─── DOCUMENT EXCERPT ───

Owing to the presence of sweat glands, the skin plays a crucial role in the thermoregulation via the production of sweat [11,12]. In diabetes condition, however, the thermoregulatory mechanism is impaired because of various complications, such as the signalling dysfunction in the endothelium and non-endothelium caused by cardiovascular problems; the metabolic features such as irregular insulin distribution and chronic high blood glucose; the alternation of autonomous nervous function, and the decreased blood flow to the skin, thus leading to a decreased sweating ability [13,14,15].
Importantly, clinical studies claim the therapeutic effects of heat treatments on diabetes through controlling hyperglycemic level and reducing insulin resistance [16,17,18,19]. One proposed hypothesis is that heat can affect human sweating rate and the sweat composition. Moreover, the interplay between nitric oxide and heat shock proteins pathways appears to be one of the molecular mechanisms via which heat may promote the production of sweat [20,21,22,23,24]. NO is a free radical generated by the oxidation of L-arginine [23,24,25,26]. Recently, specific attention was attributed to NO, commonly in the skin via its key roles in regulating numerous biological processes in health and diseases [27,28,29,30]. This is, in part, due to the biphasic role of NO pathway in modulating the oxidative stress and mitochondrial function [30,31,32,33].
Heat shock proteins (HSP) are highly abundant intracellular proteins, contributing to various biological activities in normal physiological conditions, but also dynamically acting against distinct stimulus such as heat [20,24,34,35,36]. Among these functions, HSPs play a critical role in cellular protein homeostasis and cyto-protection. Several studies have explored the role of HSPs in diabetes, and it has been established that HSP protein levels are affected in diabetes and are associated with diabetic complications [20,23,37]. A study suggests that HSP70 is linked directly to heat effects on keratinocytes, and expression of HSP-70 in the epidermis and dermis indicates activation of protein synthesis and anti-inflammatory processes, to prevent photodamage [38].
Recently, our report identified the presence of metabolites in sweat extracellular vesicles (EVs) with a pioneering extraction and collection methodology. The findings reveal that sweat metabolites are influenced by heat in healthy individuals and exhibit a correlation with glucose levels [39].

─── RECORDED INFORMATION ───

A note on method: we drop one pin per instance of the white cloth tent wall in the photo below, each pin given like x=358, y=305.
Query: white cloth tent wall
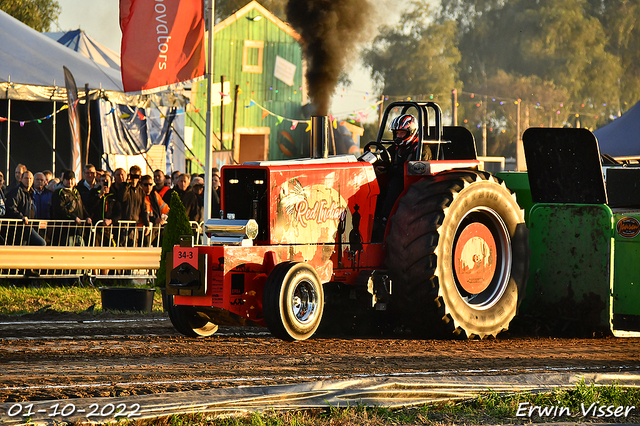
x=31, y=68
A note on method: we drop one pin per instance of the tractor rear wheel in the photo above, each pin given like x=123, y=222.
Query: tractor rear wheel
x=457, y=251
x=293, y=301
x=189, y=321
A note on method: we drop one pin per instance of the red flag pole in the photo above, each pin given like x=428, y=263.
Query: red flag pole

───

TASK LIST:
1. In the excerpt on sweating and diabetes, how is NO generated?
2. Using the excerpt on sweating and diabetes, explain in one to three sentences why people with diabetes have a decreased sweating ability.
3. Retype the part of the excerpt on sweating and diabetes from "Owing to the" up to and including "sweating ability [13,14,15].".

SET OF ANSWERS:
1. NO is generated by the oxidation of L-arginine.

2. In diabetes the thermoregulatory mechanism is impaired by complications such as signalling dysfunction in the endothelium and non-endothelium caused by cardiovascular problems, irregular insulin distribution and chronic high blood glucose. Altered autonomous nervous function and decreased blood flow to the skin also contribute, which together lead to a decreased sweating ability.

3.
Owing to the presence of sweat glands, the skin plays a crucial role in the thermoregulation via the production of sweat [11,12]. In diabetes condition, however, the thermoregulatory mechanism is impaired because of various complications, such as the signalling dysfunction in the endothelium and non-endothelium caused by cardiovascular problems; the metabolic features such as irregular insulin distribution and chronic high blood glucose; the alternation of autonomous nervous function, and the decreased blood flow to the skin, thus leading to a decreased sweating ability [13,14,15].